ABOUT THIS EXERCISE:
Only the lines below from the one containing "Write each point like x=1109, y=612." to the one containing "Write each point like x=561, y=824." should be repeated, both included and unchanged.

Recorded data:
- - - - - - -

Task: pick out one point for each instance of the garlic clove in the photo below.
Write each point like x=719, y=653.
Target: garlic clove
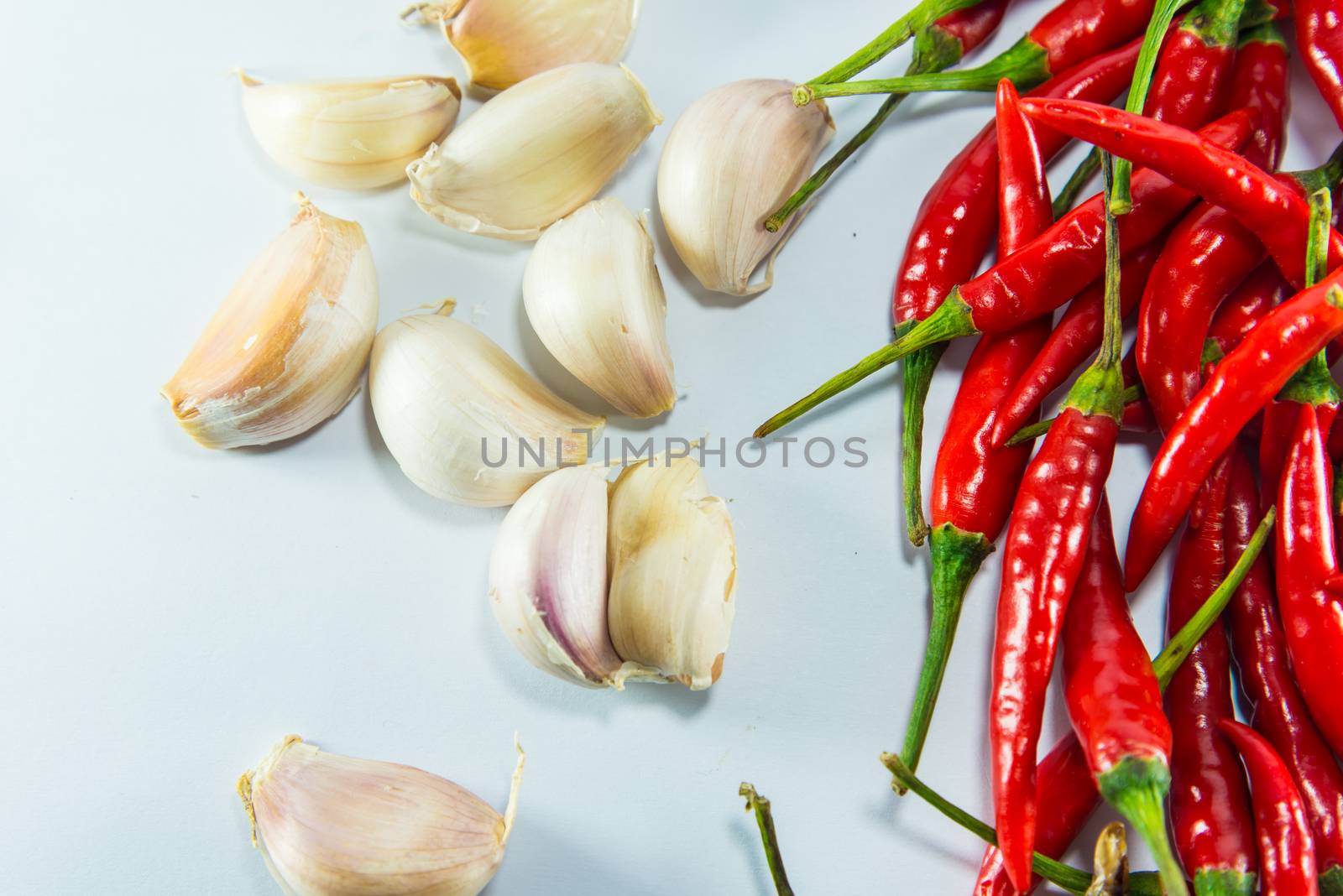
x=331, y=826
x=536, y=152
x=732, y=159
x=462, y=419
x=351, y=134
x=548, y=578
x=672, y=561
x=595, y=300
x=285, y=349
x=503, y=42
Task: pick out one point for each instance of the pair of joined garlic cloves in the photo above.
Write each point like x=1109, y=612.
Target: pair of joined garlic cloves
x=734, y=157
x=351, y=134
x=503, y=42
x=536, y=152
x=331, y=826
x=595, y=300
x=286, y=346
x=462, y=419
x=601, y=584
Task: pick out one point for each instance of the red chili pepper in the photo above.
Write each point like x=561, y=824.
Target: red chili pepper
x=1206, y=255
x=1074, y=340
x=1319, y=34
x=1114, y=699
x=974, y=484
x=1067, y=800
x=1259, y=83
x=1273, y=208
x=953, y=231
x=1311, y=613
x=1287, y=853
x=1279, y=711
x=1257, y=294
x=1071, y=33
x=1036, y=279
x=1043, y=558
x=1210, y=808
x=1239, y=388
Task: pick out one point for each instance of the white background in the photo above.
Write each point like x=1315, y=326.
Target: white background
x=172, y=612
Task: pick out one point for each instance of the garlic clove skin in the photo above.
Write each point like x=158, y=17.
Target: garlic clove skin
x=732, y=159
x=672, y=561
x=503, y=42
x=351, y=134
x=285, y=349
x=548, y=578
x=462, y=419
x=536, y=152
x=595, y=300
x=331, y=826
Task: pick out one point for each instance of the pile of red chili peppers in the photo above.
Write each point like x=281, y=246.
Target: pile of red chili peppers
x=1232, y=275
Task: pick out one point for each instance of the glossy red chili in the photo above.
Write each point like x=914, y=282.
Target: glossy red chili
x=1074, y=340
x=1068, y=799
x=1036, y=279
x=953, y=230
x=1257, y=294
x=1114, y=699
x=1259, y=85
x=1210, y=809
x=974, y=484
x=1273, y=208
x=1319, y=34
x=1239, y=388
x=1278, y=710
x=1311, y=613
x=1287, y=853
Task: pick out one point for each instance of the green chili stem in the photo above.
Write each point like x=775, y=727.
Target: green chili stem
x=1041, y=427
x=765, y=819
x=1162, y=16
x=899, y=33
x=1179, y=647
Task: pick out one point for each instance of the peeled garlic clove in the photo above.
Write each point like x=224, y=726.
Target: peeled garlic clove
x=332, y=826
x=504, y=42
x=732, y=159
x=462, y=419
x=351, y=134
x=536, y=152
x=548, y=578
x=285, y=349
x=673, y=569
x=595, y=300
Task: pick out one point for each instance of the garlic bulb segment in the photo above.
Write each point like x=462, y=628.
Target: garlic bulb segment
x=548, y=578
x=503, y=42
x=351, y=134
x=285, y=349
x=732, y=159
x=672, y=560
x=462, y=419
x=595, y=300
x=331, y=826
x=536, y=152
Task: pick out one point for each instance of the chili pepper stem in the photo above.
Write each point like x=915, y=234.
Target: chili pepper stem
x=1225, y=882
x=1137, y=788
x=765, y=819
x=1025, y=63
x=1074, y=880
x=917, y=376
x=900, y=31
x=957, y=557
x=951, y=320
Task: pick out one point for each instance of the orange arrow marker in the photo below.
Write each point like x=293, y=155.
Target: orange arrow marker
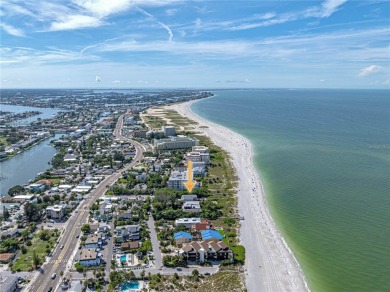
x=189, y=184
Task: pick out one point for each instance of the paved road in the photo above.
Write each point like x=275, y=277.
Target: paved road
x=155, y=244
x=60, y=258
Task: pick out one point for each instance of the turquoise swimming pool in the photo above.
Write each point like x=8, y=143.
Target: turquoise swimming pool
x=128, y=286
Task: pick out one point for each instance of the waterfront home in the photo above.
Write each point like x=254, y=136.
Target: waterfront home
x=198, y=157
x=36, y=187
x=25, y=197
x=211, y=234
x=206, y=251
x=168, y=130
x=176, y=180
x=175, y=143
x=93, y=227
x=130, y=245
x=187, y=198
x=56, y=211
x=70, y=158
x=200, y=149
x=187, y=222
x=182, y=237
x=191, y=206
x=127, y=232
x=89, y=257
x=205, y=225
x=124, y=216
x=8, y=283
x=93, y=241
x=11, y=233
x=5, y=258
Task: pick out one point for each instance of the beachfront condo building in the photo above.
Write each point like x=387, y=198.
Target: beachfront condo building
x=176, y=180
x=175, y=143
x=168, y=130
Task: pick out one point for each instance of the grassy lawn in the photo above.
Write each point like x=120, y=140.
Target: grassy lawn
x=25, y=262
x=3, y=141
x=154, y=122
x=222, y=281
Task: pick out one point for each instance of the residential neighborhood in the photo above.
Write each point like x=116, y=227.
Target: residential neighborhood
x=110, y=207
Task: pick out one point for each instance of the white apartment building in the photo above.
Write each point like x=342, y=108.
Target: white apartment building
x=176, y=180
x=168, y=130
x=56, y=211
x=200, y=149
x=187, y=222
x=198, y=157
x=175, y=143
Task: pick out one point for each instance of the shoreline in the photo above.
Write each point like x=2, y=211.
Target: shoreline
x=270, y=264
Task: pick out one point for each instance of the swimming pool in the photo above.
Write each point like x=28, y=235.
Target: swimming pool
x=128, y=286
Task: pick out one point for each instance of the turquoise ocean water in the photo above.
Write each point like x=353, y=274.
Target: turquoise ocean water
x=324, y=158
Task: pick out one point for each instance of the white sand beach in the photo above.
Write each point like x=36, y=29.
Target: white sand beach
x=269, y=265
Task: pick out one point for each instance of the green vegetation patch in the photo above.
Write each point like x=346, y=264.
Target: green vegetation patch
x=42, y=243
x=221, y=281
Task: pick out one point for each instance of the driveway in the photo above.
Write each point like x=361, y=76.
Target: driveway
x=155, y=243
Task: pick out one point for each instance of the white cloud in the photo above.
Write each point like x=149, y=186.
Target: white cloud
x=370, y=70
x=11, y=30
x=75, y=22
x=154, y=19
x=103, y=8
x=326, y=9
x=171, y=12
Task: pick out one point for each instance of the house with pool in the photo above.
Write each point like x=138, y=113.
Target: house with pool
x=89, y=257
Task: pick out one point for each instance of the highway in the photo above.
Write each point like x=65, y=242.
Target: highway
x=60, y=257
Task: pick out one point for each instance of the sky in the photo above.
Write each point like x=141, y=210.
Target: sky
x=194, y=44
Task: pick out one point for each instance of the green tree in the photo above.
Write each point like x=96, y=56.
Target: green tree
x=35, y=259
x=18, y=189
x=195, y=275
x=44, y=235
x=31, y=212
x=86, y=228
x=6, y=214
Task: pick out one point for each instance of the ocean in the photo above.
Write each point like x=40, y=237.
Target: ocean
x=324, y=160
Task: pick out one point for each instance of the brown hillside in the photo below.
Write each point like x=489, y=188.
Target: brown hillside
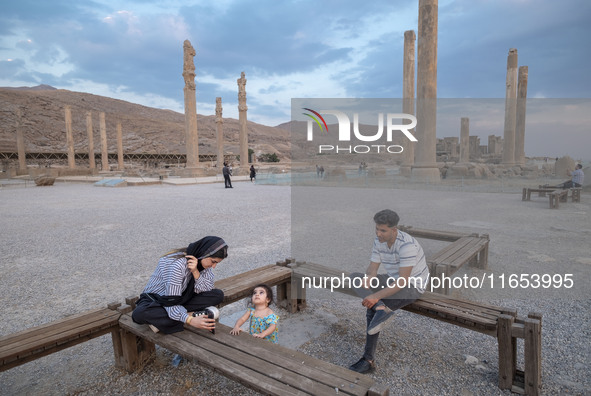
x=145, y=129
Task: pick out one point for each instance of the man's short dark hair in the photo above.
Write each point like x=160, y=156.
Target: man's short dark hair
x=387, y=217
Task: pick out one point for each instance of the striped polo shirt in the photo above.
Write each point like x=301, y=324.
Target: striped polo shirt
x=171, y=277
x=405, y=252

- - - - - - -

RESULT:
Write each point like x=1109, y=612.
Target: pair of joined garlic cloves
x=734, y=157
x=351, y=134
x=503, y=42
x=536, y=152
x=331, y=826
x=595, y=300
x=286, y=346
x=462, y=419
x=601, y=584
Task: pick out one point for each instance of the red chili pepper in the photo above.
Write each point like x=561, y=824.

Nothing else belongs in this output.